- _Extract to read_
Content starts
Friday the 13th give you the willies? Here are some facts about bad-luck day
As Stevie Wonder put it in “Superstition,” his classic song from 1972, “when you believe in things that you don’t understand, then you suffer.” So to help ease your fears about Friday the 13th, here are five things to know:
1. It happens every year
This year, we had a Friday the 13th in January and October. A standard year (not a leap year) can have three such Fridays if the year starts on a Thursday. The next time that will happen is 2026, when Friday the 13th will occur in February, March and November.
2. It’s not unlucky for everyone
Famous people born on Friday the 13th include Alfred Hitchcock, Fidel Castro and twins Mary-Kate and Ashley Olsen.
Content ends
- _Data excerpt_
Content starts
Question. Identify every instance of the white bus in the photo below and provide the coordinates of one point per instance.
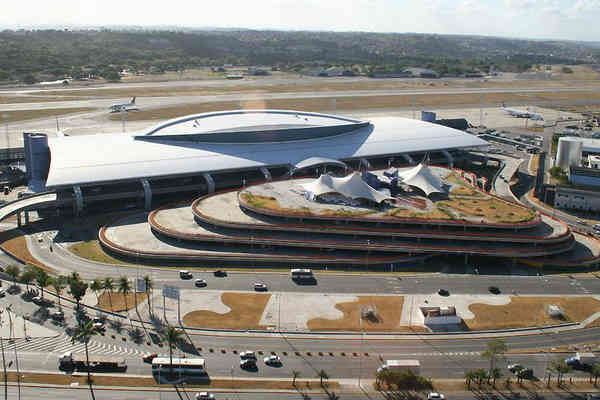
(181, 370)
(297, 273)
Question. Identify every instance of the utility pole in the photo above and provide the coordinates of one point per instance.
Content ends
- _Instructions_
A - According to the Friday the 13th article, in which months will Friday the 13th fall in 2026?
B - Rewrite the paragraph of the Friday the 13th article that begins "This year, we had a Friday the 13th" as a short bulleted list.
C - Write a continuation of the Friday the 13th article, picking up after its last sentence.

- _Replies_
A - February, March and November.

B -
- This year, Friday the 13th fell in January and October.
- A standard (non-leap) year that starts on a Thursday can have three Friday the 13ths.
- The next such year is 2026, with Friday the 13th in February, March and November.

C -
3. It has its own phobia
Paraskevidekatriaphobia comes from the Greek words for Friday (“paraskevi”), 13 (“dekatria”) and fear (“phobia”). The therapist who coined the term in the 1990s used to tell people that when you can pronounce paraskevidekatriaphobia, you’re cured.
4. Other days are “unlucky”
Superstitious people in Greece and in some Spanish-speaking countries regard Tuesday the 13th as a day of bad luck. Italians consider Friday the 17th unlucky, supposedly because an anagram for XVII, the Roman numeral for 17, is VIXI — or “I lived” in Latin — which suggests imminent death.
5. OK, it’s unlucky for some
The Knights Templar were arrested and tortured on Oct. 13, 1307; a plane crashed in the Andes on Oct. 13, 1972, and the survivors infamously resorted to cannibalism; and on April 13, 2029, a 1,200-foot-wide asteroid will come within 18,000 miles of Earth, which is closer than some satellite orbits.